» What is required: Examine each line of the data. Copy those that contain the string "background".

(Items listed in a dataset)
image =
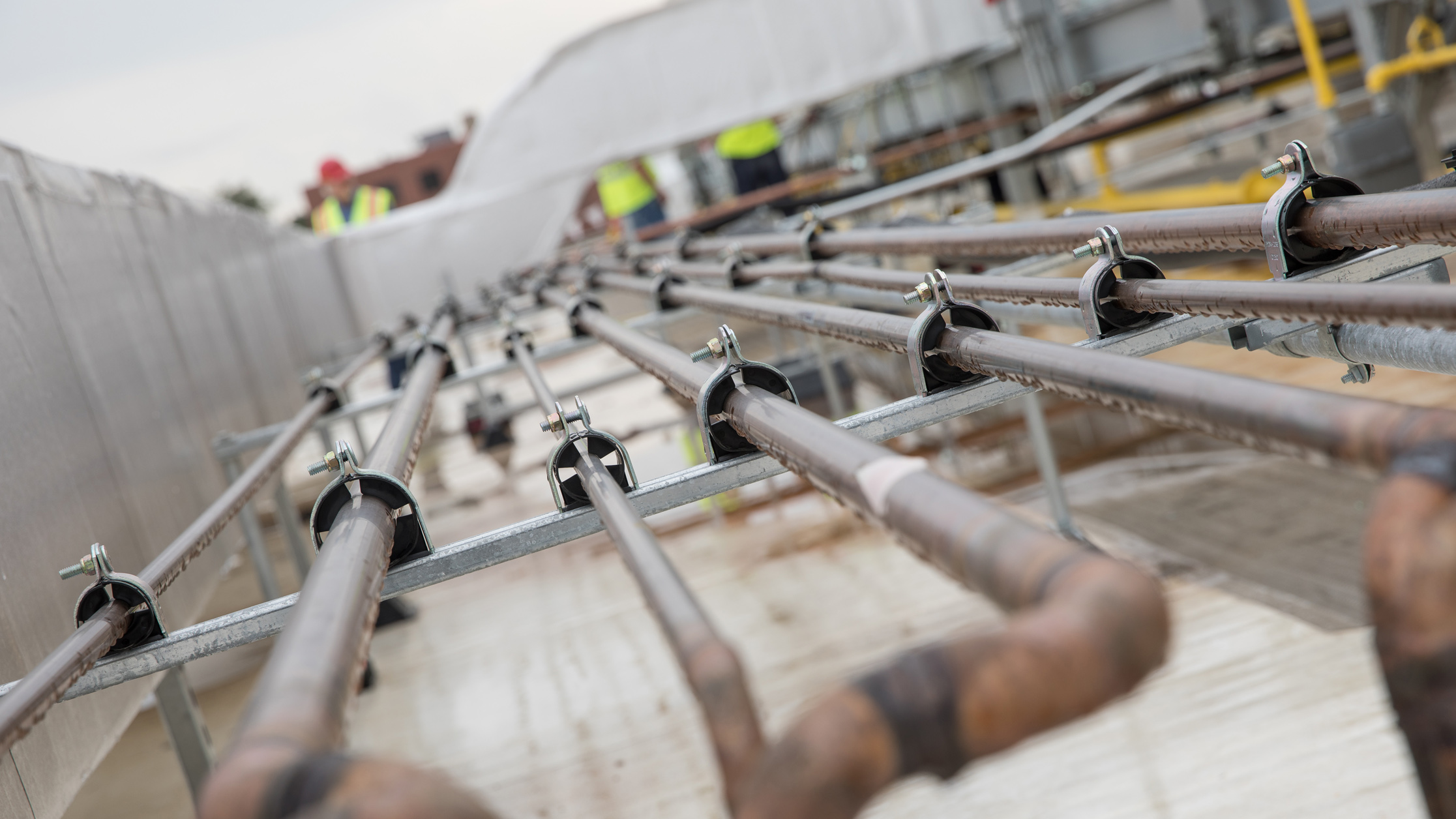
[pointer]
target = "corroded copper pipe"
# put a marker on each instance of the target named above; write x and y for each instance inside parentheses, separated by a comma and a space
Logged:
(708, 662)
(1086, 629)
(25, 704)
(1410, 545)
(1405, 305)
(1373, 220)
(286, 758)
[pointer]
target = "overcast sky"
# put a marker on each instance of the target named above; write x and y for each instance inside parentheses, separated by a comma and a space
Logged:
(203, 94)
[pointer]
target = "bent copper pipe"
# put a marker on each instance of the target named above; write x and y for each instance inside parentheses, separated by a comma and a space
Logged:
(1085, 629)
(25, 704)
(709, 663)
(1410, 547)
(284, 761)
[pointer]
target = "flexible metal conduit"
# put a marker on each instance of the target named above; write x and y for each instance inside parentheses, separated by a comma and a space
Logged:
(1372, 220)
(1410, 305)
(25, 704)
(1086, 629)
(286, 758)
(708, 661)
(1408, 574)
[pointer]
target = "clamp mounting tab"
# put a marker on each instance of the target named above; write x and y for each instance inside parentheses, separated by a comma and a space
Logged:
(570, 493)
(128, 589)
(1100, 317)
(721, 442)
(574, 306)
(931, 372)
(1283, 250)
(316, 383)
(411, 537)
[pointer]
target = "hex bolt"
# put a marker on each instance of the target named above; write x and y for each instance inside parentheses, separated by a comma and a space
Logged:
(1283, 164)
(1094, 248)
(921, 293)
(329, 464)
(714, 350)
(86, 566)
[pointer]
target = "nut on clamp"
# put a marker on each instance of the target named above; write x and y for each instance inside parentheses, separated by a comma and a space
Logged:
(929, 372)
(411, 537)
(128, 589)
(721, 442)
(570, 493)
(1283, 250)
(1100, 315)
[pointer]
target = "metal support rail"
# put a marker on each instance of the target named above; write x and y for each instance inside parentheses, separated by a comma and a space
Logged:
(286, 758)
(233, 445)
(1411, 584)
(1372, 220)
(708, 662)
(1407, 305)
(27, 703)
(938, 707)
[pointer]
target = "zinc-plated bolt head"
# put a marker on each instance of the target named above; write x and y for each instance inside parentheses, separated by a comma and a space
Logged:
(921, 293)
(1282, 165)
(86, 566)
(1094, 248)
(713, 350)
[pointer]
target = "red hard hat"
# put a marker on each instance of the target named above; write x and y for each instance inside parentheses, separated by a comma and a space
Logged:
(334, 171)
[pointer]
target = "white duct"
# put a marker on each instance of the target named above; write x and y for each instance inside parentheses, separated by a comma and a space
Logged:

--

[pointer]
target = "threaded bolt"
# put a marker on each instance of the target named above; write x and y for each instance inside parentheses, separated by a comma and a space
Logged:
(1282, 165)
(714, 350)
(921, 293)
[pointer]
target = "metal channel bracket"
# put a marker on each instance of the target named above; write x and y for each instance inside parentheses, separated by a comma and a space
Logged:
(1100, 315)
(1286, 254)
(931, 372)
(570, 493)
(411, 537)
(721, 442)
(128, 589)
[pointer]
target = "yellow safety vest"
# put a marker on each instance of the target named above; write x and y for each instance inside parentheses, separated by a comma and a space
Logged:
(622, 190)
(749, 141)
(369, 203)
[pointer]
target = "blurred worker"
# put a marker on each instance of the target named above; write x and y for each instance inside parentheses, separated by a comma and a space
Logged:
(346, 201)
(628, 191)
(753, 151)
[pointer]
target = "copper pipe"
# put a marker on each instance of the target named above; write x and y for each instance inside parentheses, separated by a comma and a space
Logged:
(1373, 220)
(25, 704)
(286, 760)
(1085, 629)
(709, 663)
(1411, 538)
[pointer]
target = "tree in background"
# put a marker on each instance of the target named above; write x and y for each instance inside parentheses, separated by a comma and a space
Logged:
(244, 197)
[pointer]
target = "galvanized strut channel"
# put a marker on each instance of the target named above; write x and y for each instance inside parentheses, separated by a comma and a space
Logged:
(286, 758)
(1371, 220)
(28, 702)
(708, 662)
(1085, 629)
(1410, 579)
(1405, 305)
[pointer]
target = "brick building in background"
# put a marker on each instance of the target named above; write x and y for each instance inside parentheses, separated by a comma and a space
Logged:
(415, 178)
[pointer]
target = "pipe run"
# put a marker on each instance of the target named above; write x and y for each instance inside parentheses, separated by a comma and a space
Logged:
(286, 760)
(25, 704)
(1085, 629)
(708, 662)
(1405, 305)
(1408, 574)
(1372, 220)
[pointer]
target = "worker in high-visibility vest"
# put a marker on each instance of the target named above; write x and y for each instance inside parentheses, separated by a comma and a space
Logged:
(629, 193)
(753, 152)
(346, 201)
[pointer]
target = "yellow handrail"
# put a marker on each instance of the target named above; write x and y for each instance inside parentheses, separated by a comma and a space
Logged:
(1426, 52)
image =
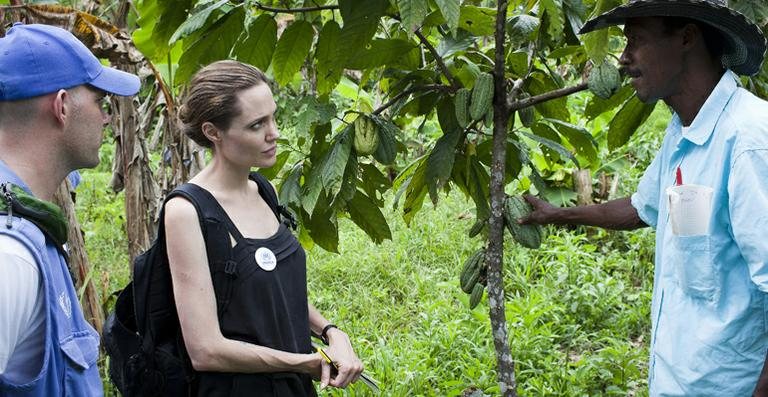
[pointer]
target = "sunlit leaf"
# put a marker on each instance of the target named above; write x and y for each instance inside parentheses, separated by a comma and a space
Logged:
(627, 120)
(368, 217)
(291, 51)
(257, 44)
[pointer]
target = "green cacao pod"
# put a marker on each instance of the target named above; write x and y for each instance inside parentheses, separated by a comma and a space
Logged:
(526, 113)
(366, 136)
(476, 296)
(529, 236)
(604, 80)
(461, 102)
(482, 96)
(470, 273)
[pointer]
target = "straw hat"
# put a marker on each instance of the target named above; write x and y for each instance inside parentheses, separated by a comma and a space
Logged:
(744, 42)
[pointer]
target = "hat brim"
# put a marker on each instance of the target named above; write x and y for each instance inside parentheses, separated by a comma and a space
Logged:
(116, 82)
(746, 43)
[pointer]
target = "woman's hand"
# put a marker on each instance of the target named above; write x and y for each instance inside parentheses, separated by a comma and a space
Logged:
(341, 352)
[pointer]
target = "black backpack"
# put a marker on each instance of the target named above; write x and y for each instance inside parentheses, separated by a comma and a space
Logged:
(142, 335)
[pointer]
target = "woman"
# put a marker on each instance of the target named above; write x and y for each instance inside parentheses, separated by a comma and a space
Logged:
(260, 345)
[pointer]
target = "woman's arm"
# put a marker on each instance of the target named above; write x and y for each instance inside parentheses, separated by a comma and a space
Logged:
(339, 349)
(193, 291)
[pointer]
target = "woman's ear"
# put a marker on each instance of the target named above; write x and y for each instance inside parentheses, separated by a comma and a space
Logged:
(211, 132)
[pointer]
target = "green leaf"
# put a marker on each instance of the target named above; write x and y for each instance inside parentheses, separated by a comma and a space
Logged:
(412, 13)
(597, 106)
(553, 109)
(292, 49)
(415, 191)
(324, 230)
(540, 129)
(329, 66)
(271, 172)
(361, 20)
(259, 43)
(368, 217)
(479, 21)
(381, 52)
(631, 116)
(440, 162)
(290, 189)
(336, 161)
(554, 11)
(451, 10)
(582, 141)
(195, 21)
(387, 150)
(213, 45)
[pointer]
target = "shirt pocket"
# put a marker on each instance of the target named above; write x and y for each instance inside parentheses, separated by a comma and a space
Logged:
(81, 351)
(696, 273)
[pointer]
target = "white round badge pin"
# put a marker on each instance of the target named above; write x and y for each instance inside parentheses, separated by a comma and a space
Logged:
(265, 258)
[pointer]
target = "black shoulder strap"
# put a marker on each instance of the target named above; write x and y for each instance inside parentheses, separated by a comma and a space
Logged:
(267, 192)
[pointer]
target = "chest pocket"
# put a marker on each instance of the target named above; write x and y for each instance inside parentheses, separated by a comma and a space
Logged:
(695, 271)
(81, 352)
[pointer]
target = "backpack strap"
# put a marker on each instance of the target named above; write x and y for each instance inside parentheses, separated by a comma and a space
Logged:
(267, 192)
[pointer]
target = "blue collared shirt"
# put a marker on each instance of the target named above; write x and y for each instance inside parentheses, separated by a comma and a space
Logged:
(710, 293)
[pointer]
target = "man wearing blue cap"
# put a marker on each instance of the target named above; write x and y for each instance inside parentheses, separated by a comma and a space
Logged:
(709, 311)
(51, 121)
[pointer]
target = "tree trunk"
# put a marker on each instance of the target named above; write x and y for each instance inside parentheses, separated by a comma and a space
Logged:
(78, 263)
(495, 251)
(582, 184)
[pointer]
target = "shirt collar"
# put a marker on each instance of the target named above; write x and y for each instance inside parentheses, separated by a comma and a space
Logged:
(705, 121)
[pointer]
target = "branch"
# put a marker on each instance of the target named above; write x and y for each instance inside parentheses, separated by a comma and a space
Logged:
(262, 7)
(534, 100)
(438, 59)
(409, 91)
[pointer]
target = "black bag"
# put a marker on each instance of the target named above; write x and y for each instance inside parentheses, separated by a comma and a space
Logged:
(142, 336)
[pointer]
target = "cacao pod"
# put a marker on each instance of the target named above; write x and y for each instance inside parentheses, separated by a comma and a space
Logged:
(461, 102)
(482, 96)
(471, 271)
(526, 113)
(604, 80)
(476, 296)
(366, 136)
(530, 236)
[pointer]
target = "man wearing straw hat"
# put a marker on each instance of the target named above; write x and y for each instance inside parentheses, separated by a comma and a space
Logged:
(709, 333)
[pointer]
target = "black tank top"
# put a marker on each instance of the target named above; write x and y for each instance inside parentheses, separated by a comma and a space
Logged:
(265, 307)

==

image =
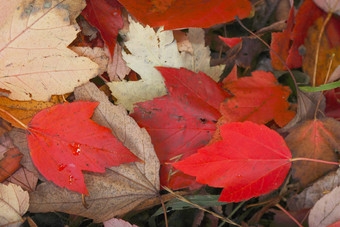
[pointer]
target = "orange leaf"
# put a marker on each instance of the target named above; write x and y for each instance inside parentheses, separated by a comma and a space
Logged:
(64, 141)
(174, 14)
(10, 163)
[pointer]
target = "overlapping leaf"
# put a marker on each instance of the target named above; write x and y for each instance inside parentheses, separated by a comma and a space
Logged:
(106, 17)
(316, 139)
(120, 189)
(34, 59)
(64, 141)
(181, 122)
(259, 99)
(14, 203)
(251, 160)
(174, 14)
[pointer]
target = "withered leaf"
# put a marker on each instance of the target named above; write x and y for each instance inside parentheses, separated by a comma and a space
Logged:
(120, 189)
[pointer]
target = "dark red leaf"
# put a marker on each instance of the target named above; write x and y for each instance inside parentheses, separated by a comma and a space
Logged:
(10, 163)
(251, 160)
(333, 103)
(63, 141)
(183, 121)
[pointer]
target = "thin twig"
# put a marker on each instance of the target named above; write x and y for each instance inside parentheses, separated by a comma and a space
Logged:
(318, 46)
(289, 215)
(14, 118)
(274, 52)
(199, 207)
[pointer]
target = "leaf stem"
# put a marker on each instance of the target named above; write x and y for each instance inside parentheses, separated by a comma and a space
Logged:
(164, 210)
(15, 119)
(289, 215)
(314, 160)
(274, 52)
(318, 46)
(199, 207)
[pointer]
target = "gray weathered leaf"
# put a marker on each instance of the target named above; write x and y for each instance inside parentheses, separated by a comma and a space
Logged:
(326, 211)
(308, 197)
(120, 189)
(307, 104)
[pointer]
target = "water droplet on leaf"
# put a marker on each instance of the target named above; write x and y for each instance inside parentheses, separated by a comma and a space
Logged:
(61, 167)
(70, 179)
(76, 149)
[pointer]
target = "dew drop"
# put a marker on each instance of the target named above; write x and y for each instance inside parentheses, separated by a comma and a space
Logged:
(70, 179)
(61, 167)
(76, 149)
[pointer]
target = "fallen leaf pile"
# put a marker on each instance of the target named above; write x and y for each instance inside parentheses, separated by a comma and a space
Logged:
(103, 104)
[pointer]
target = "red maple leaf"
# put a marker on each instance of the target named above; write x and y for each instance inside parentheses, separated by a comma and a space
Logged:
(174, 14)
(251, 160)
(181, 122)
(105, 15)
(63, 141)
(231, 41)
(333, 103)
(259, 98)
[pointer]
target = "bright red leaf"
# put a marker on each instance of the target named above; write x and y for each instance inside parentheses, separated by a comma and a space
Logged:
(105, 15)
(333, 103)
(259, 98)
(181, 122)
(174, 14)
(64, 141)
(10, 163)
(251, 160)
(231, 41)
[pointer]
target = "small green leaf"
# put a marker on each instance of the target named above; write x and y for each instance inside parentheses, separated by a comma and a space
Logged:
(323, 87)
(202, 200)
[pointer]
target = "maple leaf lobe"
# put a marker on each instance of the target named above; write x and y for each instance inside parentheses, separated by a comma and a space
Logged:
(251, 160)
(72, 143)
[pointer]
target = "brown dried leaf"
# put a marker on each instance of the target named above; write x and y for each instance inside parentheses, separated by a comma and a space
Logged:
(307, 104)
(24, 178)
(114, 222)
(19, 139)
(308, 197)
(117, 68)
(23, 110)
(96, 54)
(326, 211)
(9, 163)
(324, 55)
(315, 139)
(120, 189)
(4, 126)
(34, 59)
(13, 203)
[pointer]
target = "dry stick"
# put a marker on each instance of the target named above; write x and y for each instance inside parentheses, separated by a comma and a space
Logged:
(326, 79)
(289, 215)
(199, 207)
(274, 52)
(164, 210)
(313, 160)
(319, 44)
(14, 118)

» Response for this exercise:
target = "tree in background"
target = "brick building in background"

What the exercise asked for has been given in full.